--- WHAT THE TASK ASKS ---
How many lines in the data below contain the string "head"? Case counts. Give only the number.

--- DATA FOR PROCESSING ---

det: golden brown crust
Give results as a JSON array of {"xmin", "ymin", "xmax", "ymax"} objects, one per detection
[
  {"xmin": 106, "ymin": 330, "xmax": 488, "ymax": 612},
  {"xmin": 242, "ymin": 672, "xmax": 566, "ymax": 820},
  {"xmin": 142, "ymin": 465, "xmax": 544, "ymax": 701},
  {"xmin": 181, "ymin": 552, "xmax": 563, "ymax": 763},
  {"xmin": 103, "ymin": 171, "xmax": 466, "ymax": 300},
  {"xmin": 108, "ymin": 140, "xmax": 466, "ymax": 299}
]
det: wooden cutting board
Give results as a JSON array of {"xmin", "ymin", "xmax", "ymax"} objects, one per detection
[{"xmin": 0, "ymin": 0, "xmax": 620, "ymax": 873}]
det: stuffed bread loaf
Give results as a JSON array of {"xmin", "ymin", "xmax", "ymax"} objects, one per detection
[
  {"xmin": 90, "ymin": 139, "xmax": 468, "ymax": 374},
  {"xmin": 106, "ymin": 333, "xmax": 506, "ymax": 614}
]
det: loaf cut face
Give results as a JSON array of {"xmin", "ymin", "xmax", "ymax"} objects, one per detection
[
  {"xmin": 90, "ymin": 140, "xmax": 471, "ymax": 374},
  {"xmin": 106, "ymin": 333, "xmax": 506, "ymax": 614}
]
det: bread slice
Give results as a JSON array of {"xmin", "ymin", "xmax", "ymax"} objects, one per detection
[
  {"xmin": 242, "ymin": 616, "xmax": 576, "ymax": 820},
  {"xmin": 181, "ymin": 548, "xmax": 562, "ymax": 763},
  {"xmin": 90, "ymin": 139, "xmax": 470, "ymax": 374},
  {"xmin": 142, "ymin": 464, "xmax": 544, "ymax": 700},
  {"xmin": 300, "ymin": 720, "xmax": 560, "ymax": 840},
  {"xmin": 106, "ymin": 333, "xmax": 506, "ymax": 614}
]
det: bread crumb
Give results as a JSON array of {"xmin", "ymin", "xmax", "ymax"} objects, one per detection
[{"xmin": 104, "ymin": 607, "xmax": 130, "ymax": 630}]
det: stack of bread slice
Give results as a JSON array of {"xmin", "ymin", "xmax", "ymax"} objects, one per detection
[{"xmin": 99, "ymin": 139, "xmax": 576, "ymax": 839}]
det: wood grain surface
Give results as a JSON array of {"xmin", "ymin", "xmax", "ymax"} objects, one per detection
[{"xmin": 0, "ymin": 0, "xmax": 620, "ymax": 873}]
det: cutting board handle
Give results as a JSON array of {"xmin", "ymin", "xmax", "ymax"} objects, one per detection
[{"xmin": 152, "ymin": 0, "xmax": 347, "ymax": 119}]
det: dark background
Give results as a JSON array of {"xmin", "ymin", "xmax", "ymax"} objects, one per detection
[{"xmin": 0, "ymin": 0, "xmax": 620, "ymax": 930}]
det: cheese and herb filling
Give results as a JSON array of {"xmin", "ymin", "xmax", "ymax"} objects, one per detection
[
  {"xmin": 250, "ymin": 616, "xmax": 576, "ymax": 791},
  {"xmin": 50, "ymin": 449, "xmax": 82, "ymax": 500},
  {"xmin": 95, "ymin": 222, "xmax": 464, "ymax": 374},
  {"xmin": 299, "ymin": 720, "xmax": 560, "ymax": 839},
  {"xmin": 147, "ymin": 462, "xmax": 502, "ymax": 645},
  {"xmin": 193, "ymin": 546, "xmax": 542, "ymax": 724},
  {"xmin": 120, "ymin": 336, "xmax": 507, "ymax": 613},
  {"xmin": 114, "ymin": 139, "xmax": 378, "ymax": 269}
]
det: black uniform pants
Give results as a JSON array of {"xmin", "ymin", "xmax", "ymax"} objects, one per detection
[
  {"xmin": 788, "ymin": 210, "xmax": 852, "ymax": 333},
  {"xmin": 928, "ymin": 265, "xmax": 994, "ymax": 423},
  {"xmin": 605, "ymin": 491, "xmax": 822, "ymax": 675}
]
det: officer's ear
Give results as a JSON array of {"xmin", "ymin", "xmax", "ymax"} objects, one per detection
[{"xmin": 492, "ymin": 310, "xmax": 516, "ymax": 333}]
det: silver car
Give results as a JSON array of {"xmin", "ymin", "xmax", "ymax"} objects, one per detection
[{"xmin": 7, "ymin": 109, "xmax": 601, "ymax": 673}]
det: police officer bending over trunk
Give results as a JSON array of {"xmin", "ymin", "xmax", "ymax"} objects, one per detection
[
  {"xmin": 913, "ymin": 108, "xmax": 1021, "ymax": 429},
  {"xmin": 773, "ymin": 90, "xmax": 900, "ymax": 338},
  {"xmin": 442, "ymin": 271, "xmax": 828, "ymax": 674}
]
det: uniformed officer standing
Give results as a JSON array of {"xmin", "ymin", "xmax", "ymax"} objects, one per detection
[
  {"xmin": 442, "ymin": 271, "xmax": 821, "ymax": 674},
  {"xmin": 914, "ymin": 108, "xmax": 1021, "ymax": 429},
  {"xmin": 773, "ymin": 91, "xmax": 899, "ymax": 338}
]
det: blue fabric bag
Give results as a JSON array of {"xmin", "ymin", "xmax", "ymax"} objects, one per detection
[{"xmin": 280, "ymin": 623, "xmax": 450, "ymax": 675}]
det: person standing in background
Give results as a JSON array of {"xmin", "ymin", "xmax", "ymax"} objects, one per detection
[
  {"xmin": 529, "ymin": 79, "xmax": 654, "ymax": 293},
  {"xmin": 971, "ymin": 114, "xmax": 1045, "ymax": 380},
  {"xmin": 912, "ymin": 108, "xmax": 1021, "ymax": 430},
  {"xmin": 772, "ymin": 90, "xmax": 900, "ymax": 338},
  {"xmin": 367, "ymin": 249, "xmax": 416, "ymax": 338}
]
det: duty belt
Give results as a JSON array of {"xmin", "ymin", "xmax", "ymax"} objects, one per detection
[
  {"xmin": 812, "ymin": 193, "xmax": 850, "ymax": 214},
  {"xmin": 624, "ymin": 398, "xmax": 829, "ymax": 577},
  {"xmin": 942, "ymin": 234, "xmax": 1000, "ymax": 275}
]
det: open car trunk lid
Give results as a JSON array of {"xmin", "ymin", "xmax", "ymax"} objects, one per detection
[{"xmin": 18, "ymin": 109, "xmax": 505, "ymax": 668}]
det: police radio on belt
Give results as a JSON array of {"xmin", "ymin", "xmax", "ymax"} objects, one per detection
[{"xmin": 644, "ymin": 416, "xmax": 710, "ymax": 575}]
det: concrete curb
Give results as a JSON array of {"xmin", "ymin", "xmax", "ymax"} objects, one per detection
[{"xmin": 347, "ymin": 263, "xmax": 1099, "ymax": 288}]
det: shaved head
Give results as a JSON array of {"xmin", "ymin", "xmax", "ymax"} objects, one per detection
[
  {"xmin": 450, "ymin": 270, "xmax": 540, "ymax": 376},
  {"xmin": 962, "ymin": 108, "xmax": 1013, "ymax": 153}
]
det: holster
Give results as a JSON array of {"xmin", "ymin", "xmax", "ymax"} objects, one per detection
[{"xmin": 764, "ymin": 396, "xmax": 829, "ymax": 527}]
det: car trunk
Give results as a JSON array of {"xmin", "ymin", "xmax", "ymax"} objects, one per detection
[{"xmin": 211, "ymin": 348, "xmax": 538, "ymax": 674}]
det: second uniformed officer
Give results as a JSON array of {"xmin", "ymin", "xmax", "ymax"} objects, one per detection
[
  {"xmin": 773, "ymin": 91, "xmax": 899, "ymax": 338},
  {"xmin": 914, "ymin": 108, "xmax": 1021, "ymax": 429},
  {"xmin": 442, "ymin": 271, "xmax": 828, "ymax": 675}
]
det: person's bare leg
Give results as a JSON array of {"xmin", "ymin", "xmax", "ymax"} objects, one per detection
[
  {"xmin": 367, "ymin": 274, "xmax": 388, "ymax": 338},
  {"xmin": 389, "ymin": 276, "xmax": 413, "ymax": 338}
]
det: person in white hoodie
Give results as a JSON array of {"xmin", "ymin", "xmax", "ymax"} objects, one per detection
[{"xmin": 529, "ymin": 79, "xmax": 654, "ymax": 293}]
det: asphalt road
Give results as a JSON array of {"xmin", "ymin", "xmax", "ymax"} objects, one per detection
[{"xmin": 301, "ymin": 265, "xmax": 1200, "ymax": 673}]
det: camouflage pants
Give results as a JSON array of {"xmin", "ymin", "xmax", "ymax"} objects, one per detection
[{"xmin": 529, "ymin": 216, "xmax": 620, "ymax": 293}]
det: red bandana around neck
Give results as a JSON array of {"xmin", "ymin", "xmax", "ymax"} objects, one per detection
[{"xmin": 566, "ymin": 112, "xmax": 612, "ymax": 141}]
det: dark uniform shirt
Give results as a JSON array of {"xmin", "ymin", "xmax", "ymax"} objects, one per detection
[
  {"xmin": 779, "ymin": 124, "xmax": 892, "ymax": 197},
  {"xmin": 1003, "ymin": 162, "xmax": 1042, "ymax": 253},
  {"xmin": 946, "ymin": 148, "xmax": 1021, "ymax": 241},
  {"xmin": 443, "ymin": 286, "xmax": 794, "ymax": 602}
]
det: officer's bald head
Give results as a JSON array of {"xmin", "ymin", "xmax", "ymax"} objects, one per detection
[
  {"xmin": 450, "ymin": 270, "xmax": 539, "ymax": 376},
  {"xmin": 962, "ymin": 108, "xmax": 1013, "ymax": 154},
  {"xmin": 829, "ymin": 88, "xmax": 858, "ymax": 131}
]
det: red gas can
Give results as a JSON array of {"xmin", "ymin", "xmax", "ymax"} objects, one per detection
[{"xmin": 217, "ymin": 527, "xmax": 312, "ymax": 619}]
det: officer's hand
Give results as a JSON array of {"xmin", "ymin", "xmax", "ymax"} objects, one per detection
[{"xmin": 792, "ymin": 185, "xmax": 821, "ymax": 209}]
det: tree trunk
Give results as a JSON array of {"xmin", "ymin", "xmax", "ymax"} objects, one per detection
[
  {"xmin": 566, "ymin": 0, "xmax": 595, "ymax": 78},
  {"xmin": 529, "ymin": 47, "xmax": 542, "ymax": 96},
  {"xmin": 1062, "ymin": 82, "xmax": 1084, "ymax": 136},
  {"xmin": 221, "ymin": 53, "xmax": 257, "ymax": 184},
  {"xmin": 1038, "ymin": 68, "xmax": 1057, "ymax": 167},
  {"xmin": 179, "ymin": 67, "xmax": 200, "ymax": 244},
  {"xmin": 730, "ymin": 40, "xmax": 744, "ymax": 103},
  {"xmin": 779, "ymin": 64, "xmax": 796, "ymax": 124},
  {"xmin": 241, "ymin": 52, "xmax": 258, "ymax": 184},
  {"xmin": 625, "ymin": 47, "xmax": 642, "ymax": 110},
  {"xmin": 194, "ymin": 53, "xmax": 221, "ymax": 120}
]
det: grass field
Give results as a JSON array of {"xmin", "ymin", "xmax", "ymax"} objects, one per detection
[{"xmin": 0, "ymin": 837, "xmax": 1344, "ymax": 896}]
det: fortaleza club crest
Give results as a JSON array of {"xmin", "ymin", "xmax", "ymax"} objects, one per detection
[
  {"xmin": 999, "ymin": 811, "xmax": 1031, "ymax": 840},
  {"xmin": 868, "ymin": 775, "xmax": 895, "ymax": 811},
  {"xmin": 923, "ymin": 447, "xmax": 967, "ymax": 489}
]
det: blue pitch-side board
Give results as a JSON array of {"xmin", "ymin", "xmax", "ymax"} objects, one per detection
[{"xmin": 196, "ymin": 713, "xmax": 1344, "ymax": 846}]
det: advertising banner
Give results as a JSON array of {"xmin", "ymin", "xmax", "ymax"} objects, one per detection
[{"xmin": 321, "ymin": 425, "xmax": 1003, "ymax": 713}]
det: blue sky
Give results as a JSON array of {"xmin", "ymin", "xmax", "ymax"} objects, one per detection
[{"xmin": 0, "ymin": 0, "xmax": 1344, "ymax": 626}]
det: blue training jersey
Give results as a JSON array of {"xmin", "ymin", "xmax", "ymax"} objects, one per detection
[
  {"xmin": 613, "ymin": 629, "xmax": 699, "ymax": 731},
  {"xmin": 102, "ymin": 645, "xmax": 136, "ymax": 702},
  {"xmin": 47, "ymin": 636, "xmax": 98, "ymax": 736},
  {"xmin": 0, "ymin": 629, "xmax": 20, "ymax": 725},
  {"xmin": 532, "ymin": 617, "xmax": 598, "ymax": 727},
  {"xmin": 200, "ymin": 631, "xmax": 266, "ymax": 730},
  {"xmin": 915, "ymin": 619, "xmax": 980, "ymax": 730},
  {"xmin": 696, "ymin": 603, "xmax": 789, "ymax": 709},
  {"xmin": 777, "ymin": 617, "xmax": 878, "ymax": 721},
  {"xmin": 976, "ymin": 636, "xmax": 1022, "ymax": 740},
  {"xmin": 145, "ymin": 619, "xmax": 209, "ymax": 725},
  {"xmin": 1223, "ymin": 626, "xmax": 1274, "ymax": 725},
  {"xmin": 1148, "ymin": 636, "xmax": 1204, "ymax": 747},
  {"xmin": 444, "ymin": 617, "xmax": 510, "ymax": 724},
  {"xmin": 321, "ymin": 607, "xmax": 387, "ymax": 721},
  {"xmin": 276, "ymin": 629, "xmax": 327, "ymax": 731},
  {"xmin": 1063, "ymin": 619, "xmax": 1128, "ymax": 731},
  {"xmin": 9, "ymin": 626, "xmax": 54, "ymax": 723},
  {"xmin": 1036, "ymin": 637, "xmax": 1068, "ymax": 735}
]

--- OUTPUT FOR THIS EXERCISE ---
2